Neuroimmune regulation of peripheral immune responses by modulation of food intake and energy balance

Recent advances in cross-disciplinary research have revolutionised our understanding of how the immune system is regulated by a broad range of external and internal signals that ensure optimal immunity and human health. In particular, changes in diet or availability of nutrients can have profound effects on the activity of the immune system to keep us healthy and to prevent infections, yet the mechanisms through which this is achieved remain poorly defined.
The nutritional status within the body is sensed by nerve cells positioned in specific areas of the brain. By working together, these nerve cells create feelings of hunger or fullness, and in turn regulate food consumption and dietary choices by sending signals to organs throughout the body. Importantly, it is now also appreciated that many organs that play an important role for optimal immune responses are highly innervated and that many immune cells can respond directly to neurochemicals released by nerve endings.

===============

Work request A
Return, word for word, the stretch of the text on neuroimmune regulation from "Recent advances in" through "remain poorly defined.".
Work request B
Supply the next part of the text on neuroimmune regulation and food intake, beginning after its last sentence.

===============

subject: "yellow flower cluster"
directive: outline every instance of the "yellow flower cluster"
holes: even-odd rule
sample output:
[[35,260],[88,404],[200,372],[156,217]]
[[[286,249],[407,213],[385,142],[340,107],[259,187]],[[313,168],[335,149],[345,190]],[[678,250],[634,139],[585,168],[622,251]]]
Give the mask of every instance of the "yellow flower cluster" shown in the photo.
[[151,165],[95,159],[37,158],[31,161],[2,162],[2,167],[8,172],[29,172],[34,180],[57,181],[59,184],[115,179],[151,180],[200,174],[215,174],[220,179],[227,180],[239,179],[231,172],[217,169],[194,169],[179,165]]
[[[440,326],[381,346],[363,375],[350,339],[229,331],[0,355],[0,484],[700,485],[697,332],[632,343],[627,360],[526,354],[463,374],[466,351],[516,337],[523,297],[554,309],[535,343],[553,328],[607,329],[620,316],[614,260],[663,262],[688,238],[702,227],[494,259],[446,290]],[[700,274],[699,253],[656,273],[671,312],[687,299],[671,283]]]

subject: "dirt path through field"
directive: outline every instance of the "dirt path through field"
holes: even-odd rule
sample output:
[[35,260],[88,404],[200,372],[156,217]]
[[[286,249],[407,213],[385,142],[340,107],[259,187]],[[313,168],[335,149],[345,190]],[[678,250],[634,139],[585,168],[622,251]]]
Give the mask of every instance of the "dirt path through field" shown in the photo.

===============

Task output A
Recent advances in cross-disciplinary research have revolutionised our understanding of how the immune system is regulated by a broad range of external and internal signals that ensure optimal immunity and human health. In particular, changes in diet or availability of nutrients can have profound effects on the activity of the immune system to keep us healthy and to prevent infections, yet the mechanisms through which this is achieved remain poorly defined.

Task output B
Here, we aim to investigate the hypothesis that the brain nerve cells that sense normally sense nutrient levels and control feeding activity, also possess secondary functions as direct regulators of the immune system in health and disease.
In exciting preliminary findings, we found that activity of these nerve cells specifically is sufficient to drive changes in immune cell activity in a number of organs in the body. Surprisingly, many of these effects occur regardless of food consumption. Moreover, we also found that inflammation itself, on the other hand, impact on the normal way these nerve cells process food and food-related signals.
In this project, we will consolidate and build on these exciting and completely new discoveries. We will make use of a wide range of cutting-edge technologies that allow us to selectivity turn discrete nerve cells in the brain on or off, as well as to visualise them in action as they are sensing nutrients. This work will be possible thanks to an existing multidisciplinary collaborative team with expertise in Neuroscience, Metabolism and Immunology. We expect that our finding will provide a solid evidence base for a previously unappreciated crosstalk between the brain mechanisms that control our feeling of hunger and fullness and the peripheral immune system, with important implications for the treatment of infectious and inflammatory disease, as well as metabolic health.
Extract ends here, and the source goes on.